• _SET EXERCISE_
Give a verbatim repeat of the lines that run from the line containing "target: bus logo decal" to the end of the data below.

• _SUPPLIED MATERIAL_
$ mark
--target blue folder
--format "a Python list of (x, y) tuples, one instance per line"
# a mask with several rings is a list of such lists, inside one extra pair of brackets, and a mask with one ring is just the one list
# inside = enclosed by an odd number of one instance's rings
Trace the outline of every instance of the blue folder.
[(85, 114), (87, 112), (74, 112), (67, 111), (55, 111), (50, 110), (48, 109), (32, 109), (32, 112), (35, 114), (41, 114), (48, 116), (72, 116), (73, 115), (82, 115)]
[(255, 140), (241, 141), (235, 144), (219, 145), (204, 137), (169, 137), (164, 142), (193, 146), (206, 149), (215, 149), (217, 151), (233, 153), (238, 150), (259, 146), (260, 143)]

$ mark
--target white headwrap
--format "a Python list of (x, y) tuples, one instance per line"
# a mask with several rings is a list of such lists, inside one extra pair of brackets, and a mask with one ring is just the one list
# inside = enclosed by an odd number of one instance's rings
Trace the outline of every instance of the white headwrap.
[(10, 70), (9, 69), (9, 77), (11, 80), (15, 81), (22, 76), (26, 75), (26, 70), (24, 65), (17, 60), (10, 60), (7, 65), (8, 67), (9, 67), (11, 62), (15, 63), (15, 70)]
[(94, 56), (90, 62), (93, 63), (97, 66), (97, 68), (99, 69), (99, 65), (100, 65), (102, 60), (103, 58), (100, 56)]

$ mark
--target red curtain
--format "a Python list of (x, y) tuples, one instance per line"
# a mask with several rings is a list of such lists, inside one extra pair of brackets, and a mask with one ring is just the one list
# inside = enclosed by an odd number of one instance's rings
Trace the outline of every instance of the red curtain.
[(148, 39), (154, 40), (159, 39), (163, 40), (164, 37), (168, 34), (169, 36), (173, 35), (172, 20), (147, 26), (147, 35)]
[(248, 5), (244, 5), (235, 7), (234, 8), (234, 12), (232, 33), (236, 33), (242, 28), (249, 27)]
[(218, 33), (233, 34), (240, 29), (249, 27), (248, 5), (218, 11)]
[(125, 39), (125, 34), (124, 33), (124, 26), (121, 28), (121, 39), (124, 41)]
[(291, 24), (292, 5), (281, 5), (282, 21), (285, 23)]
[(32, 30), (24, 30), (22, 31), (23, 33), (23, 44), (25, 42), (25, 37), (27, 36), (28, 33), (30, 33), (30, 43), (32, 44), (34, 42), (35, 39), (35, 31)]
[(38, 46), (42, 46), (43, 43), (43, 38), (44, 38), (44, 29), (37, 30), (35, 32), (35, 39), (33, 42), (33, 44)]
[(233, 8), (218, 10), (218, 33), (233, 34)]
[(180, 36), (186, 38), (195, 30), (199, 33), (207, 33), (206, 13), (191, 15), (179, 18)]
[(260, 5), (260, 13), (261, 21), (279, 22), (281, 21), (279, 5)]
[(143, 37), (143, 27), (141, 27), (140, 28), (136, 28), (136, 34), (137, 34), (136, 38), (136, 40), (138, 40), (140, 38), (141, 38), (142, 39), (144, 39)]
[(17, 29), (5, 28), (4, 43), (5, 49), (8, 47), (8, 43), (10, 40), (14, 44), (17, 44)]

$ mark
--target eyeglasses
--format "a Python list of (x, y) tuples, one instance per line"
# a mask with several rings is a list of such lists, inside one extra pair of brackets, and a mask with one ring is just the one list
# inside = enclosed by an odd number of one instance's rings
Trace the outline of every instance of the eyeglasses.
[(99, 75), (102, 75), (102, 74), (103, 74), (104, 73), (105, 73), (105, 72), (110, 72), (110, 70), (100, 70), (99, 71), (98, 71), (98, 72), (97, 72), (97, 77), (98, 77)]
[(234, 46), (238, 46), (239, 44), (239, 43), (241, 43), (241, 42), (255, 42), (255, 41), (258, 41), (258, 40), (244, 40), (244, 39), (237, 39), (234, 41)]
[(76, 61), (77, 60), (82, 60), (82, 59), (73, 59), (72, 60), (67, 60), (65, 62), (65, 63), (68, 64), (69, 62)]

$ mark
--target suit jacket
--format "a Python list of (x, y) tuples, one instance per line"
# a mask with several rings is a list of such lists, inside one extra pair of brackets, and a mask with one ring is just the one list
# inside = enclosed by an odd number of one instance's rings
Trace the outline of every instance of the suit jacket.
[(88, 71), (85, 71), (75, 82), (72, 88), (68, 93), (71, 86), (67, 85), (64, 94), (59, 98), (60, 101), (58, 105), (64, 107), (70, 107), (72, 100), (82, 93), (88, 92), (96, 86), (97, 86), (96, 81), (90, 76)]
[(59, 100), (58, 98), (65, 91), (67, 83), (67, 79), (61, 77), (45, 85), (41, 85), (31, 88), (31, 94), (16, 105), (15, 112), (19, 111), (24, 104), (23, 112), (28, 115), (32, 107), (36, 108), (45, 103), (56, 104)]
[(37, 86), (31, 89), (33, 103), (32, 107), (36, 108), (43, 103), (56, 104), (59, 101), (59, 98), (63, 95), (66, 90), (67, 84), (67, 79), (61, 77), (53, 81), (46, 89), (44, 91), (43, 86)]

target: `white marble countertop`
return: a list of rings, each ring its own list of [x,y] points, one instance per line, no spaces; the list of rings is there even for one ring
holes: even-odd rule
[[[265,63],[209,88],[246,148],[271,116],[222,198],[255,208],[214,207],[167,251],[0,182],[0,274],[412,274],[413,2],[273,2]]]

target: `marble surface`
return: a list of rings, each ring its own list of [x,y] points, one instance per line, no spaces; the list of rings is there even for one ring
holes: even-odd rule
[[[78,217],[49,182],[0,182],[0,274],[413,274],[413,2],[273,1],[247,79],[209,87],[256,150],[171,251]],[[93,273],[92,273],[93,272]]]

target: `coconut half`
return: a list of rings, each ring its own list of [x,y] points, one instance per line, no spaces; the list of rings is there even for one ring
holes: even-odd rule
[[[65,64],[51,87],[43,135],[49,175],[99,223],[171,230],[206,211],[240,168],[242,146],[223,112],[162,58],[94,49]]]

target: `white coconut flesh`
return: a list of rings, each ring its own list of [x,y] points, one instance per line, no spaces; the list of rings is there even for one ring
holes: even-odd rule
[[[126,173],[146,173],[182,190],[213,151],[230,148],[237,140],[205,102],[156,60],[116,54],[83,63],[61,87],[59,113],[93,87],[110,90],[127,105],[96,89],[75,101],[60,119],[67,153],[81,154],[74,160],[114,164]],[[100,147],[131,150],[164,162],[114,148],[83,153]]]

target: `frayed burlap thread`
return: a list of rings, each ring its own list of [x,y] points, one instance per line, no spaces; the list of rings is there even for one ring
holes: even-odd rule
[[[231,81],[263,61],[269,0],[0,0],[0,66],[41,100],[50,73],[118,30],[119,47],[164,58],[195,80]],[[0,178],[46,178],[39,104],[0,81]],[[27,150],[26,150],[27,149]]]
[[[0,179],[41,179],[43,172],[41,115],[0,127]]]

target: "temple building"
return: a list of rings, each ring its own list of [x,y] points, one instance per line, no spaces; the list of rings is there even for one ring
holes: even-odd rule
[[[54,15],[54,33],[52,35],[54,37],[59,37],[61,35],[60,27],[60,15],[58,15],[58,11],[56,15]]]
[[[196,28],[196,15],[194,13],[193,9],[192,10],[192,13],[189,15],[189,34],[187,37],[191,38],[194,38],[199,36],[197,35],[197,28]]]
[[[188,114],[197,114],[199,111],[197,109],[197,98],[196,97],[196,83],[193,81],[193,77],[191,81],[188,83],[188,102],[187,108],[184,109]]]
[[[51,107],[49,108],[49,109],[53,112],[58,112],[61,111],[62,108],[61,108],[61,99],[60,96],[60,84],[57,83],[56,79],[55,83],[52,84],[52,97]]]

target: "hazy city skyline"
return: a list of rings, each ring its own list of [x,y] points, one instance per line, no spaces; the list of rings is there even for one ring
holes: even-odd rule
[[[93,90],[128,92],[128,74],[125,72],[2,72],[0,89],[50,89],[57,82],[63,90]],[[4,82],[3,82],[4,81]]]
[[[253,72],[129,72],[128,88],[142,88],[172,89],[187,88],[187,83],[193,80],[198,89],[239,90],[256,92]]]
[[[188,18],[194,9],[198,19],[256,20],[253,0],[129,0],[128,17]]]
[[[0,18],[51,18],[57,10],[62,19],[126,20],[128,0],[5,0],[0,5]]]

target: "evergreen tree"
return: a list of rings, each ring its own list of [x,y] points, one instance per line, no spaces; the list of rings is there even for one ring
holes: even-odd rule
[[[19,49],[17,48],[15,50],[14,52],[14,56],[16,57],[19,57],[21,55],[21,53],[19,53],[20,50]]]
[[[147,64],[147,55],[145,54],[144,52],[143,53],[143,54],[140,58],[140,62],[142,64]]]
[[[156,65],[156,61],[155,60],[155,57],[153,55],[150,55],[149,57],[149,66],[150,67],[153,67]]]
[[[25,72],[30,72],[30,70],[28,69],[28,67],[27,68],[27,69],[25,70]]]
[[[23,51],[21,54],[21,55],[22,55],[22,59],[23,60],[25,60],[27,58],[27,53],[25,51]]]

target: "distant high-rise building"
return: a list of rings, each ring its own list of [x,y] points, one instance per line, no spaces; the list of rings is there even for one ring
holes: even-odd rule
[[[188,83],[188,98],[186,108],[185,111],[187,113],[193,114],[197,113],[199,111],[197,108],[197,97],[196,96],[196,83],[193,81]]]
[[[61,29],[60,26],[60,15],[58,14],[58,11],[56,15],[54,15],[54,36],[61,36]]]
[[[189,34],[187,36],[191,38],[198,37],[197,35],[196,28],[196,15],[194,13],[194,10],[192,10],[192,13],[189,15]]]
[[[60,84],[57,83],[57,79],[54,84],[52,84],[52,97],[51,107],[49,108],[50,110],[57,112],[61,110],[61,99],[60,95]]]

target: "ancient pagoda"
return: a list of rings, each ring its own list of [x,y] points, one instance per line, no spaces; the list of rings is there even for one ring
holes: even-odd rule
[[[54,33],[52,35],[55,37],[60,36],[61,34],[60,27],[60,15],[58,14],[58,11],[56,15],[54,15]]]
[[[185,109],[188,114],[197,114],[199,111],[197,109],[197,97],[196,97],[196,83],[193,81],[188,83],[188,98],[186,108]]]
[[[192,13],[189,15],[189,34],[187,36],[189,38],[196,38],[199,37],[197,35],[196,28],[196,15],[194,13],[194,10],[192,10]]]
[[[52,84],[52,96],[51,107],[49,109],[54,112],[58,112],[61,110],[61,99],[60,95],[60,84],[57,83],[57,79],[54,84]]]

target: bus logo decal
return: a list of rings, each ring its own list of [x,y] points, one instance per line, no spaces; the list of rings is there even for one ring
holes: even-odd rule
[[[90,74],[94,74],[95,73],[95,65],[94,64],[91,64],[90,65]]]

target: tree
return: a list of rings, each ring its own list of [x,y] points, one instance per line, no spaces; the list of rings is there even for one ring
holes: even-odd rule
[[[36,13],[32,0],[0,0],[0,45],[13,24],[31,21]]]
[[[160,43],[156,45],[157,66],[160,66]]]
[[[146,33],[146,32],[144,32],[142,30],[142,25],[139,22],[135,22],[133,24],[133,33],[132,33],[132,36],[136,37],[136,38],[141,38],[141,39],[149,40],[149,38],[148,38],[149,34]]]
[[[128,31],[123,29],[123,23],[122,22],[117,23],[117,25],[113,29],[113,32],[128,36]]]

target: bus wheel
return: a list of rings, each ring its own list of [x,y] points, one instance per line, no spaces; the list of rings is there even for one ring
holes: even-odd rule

• _THE REPLY_
target: bus logo decal
return: a list of rings, each ring its own list of [x,y] points, one instance per line, no spaces; the list of rings is there even for one ring
holes: even-odd rule
[[[90,74],[94,74],[95,73],[95,65],[94,64],[91,64],[90,65]]]

target: tree
return: a list of rings, each ring its own list of [x,y] points, one instance per line, no spaces; the list of rings is there even for one ring
holes: even-odd rule
[[[36,13],[32,0],[0,0],[0,45],[13,24],[31,21]]]
[[[160,43],[156,45],[157,66],[160,66]]]
[[[146,33],[146,32],[144,32],[142,30],[142,25],[139,22],[135,22],[133,24],[133,33],[132,33],[132,36],[136,37],[136,38],[141,38],[141,39],[149,40],[149,38],[148,38],[149,34]]]
[[[128,31],[123,29],[123,23],[122,22],[117,23],[117,25],[113,29],[113,32],[128,36]]]

target: bus wheel
return: a list of rings, each ring its own list of [x,y] points, one instance per line, no spaces; the list of rings is there even for one ring
holes: even-odd rule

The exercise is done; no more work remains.